Friday, February 13, 2009

TELL ME THE STORY OF JESUS...MUSIC

Larry Norman was on the right track. "The devil should not have all the best tunes.” In 1844 Reverend Rowland Hill, pastor of Surrey Chapel in London, intoned these words within his Sunday sermon. The concept reflected by those words are the germ, the reason, the driving force behind the inception and continued growth of Contemporary Christian Music (CCM).

I’ve never taken the words of Larry’s popular song Why Should the Devil Have All the Good Music? at face value. It’s a fun tune and easy to dance to but can be taken too literally. I believe we’ve sung and played some terrific lyrics and tuneful hymns in Christendom over the centuries. I grew up on hymns and occasional choruses from the little blue and white spiral-bound Singspiration booklet. Do Lord and V Is for Victory are a couple of catchy ditties that jump to my Sunday School saturated mind. But by the time we baby boomers reached “The Summer of Love,” the times they were a-changing. Those who were coming to the faith and hearing Christian music for the first time were scratching their heads of plentiful hair and saying “Whoa, dude…this stuff is ancient sounding…too mellow, man.”

By then we 20-somethings were ready to explore a new way of expressing our faith and using it to reach others our age who were listening to some pretty cool stuff by then. Hundreds of those early participants in CCM became part of what I used to call “The Christian Underground.” People in motion are the people I want to know, to borrow a phrase from an early Michael Omartian tune. People from the very root groups of CCM, who with their friends formed other groups, helped the music evolve by moving into record company leadership, becoming recording artists, writers, session musicians, arrangers, and taking positions as pastors and music and youth directors. The pioneers of Jesus Music became the glue that held together this new genre called CCM.

Without turning this into an obvious “where are they now?” piece, I’d like to re-visit the story behind why I and my cohorts, active participants in CCM, look so fondly out the big back window of the bus and reflect on where we’ve been and our life on the road .

Here’s a handful of well-known story starts. “Come listen to my story ‘bout a man named Jed,” or how about “Here’s the story, of a lovely lady,” or even
“Just sit right back and you’ll hear a tale, a tale of a fateful trip.” Those tunes set the stage for some of the best story lines in television’s archives. Music is used in entertainment for dramatic effect, to embellish the emotional high and low points in stories. The following story is about music and its makers at a particular time in their lives. As Bob Dylan said, “We were so much older then…we’re younger than that now.” The music we were making was about Jesus.

It would make a great story, for those of us who’ve worked with him over the years, to paint Cam Floria as the inventor of the genre we now know as CCM. He and his contemporaries, Ralph Carmichael, Kurt Kaiser, Thurlow Spurr, Sonny Salsbury, even Andre Crouch, and oh…say, Larry Norman and Michael Omartian all coming at CCM from several directions, forged a more acceptable, palatable Christian music for young people and the hip adult churchgoers in the late 1960s. Cam, founder and president of Continental Singers Inc., was not the inventor but the purveyor. He spread the word. Long before there was an American Idol, he originated a Christian teen talent search that crossed denominational lines. It was part of his long-running Seminar in the Rockies, currently owned and produced by the Gospel Music Association. Cam’s groups were formed under the umbrella of the now 42 year old Continental Singers organization (originally not CCM because the term didn’t exist then but producing youthful aggregations just the same). Continental concerts around the world were instrumental (no pun intended) in getting music about Jesus out to the people. As of 2008 approximately 65,000 young people worldwide have toured under the banner of one Continental Singers tour or another.

....................

EXERCISE INSTRUCTIONS >>
**A)** Translate this sentence from the post about Jesus Music into Spanish: "Music is used in entertainment for dramatic effect, to embellish the emotional high and low points in stories."
**B)** For each statement, say yes or no according to the post about Jesus Music, and quote the words that decide it. (i) Rowland Hill spoke the line about the devil and the best tunes in a sermon in 1844. (ii) Cam Floria invented the genre known as CCM. (iii) As of 2008, roughly 65,000 young people had toured with Continental Singers.
**C)** Carry on the post about Jesus Music, starting right after its final sentence.
The items play no part in this work.

....................

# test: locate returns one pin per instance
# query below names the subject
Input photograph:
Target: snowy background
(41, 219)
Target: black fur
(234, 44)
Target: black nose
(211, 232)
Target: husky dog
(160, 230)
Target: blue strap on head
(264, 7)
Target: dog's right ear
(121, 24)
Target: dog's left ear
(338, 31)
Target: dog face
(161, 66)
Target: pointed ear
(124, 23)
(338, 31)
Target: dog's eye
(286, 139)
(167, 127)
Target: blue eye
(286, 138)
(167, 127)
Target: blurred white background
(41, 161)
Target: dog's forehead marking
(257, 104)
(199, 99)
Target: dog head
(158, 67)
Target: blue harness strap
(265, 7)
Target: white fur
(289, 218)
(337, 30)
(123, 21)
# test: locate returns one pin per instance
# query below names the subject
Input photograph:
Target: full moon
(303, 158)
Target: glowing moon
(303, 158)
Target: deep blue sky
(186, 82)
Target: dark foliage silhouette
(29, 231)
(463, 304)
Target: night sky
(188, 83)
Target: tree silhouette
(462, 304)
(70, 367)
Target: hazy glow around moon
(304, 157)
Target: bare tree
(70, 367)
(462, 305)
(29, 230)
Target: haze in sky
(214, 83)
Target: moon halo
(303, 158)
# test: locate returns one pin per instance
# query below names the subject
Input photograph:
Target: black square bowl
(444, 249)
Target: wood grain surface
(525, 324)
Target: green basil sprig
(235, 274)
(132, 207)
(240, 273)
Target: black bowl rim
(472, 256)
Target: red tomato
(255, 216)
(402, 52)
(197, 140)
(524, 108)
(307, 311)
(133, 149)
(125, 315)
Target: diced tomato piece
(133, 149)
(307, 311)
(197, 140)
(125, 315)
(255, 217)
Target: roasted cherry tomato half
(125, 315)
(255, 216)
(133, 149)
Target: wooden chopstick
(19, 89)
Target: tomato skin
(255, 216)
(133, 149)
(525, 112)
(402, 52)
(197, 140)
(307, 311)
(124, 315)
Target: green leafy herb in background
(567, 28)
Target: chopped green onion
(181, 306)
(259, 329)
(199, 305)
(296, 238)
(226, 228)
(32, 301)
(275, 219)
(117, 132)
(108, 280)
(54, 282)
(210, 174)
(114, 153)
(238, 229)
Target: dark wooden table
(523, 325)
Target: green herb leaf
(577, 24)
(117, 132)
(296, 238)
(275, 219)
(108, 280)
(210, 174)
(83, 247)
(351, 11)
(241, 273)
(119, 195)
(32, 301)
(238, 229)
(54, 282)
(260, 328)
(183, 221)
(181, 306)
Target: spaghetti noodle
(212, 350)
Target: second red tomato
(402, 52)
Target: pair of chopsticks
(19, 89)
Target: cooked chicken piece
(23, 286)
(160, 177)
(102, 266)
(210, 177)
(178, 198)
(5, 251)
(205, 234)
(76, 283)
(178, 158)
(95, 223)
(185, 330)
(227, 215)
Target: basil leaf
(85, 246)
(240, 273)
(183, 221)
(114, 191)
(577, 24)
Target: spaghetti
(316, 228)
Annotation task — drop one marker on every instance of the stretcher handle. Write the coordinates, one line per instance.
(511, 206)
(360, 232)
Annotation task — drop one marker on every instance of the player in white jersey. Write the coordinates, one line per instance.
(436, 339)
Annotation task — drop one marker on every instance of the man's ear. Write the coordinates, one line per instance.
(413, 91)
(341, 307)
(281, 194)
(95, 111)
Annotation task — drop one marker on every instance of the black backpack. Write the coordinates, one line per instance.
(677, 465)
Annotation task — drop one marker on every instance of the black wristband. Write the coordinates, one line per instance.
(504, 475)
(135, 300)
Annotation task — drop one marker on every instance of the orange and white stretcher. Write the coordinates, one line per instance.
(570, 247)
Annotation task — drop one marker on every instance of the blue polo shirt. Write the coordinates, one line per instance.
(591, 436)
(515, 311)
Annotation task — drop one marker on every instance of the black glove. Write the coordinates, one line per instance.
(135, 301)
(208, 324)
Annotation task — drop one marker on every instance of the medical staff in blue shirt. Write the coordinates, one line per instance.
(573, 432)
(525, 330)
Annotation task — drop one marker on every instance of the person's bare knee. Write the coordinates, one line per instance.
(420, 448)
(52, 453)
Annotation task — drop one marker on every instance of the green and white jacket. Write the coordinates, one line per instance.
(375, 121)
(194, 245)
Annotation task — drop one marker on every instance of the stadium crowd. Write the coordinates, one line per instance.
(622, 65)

....................

RESULTS FOR EACH TASK >>
**A)** La música se usa en el entretenimiento para lograr un efecto dramático, para realzar los momentos emocionales altos y bajos de las historias.

**B)**
(i) Yes: "In 1844 Reverend Rowland Hill, pastor of Surrey Chapel in London, intoned these words within his Sunday sermon."
(ii) No: "Cam, founder and president of Continental Singers Inc., was not the inventor but the purveyor."
(iii) Yes: "As of 2008 approximately 65,000 young people worldwide have toured under the banner of one Continental Singers tour or another."

**C)**
Shortly after relocating to Los Angeles from Portland, Oregon, where he had taken his Continentals from Portland Youth for Christ to a YFC National Championship and secured a WORD recording contract, Cam saw a need for an uber-group. This group would be customized to make “Jesus Music” palatable to the churchgoing public of the day. His vision was for a group that was music ministry oriented but not a church youth choir; teen friendly but not Jesus Rock; well produced musically but not studio singers; and appealing to older church audiences but not Fred Waring and the Pennsylvanians. What he produced in the fall of 1968 was Light recording artists The New Hope Singers and Tambourine Band, a dynamic, visually appealing, pop-sounding group of musicians whose legacy created a tremor like a Southern California earthquake still being felt in Christian music today.

This now geriatric group of original members is coming together in Houston in August of 2009 for a reunion. Reuniting with them will be the casts that followed them onto the road, all produced by Floria’s company during the 1968-72 time frame: the professional band Renaissance, New Hope Singers (having dropped the Tambourine nonsense), and New Hope.

Like a fly on the wall, this writer witnessed the germ of the idea that became the New Hope Singers, etc. I’m an Original Portland Youth For Christ Continental (1962-65), and I also toured with Cam in 1967. I was passing through Los Angeles while changing Army duty stations in the spring of 1968. Five friends (all originals) went to San Diego for Mexican food and while returning were stuck in traffic on the I-5 listening to the radio. The song Green Tambourine by the Lemon Pipers came on the radio.

Cam listened a bit and commented he wanted to start a group that fall with a light pop sound to perform in churches, schools and even open for various secular artists such as Henry Mancini or Andy Williams. It would be a clean-cut, fresh, harmonious guy-girl group. Vocal groups, pop but not edgy rock, were doing well in the music business,The Mamas and Papas, Fifth Dimension, Association, and so on. All of the TV variety shows had guy/girl groups. Cam would audition talent and/or use some of the top Continental kids. We all felt a gimmick was needed. We also wanted one of those long “hip” names like Big Brother and the Holding Company or Quicksilver Messenger Service.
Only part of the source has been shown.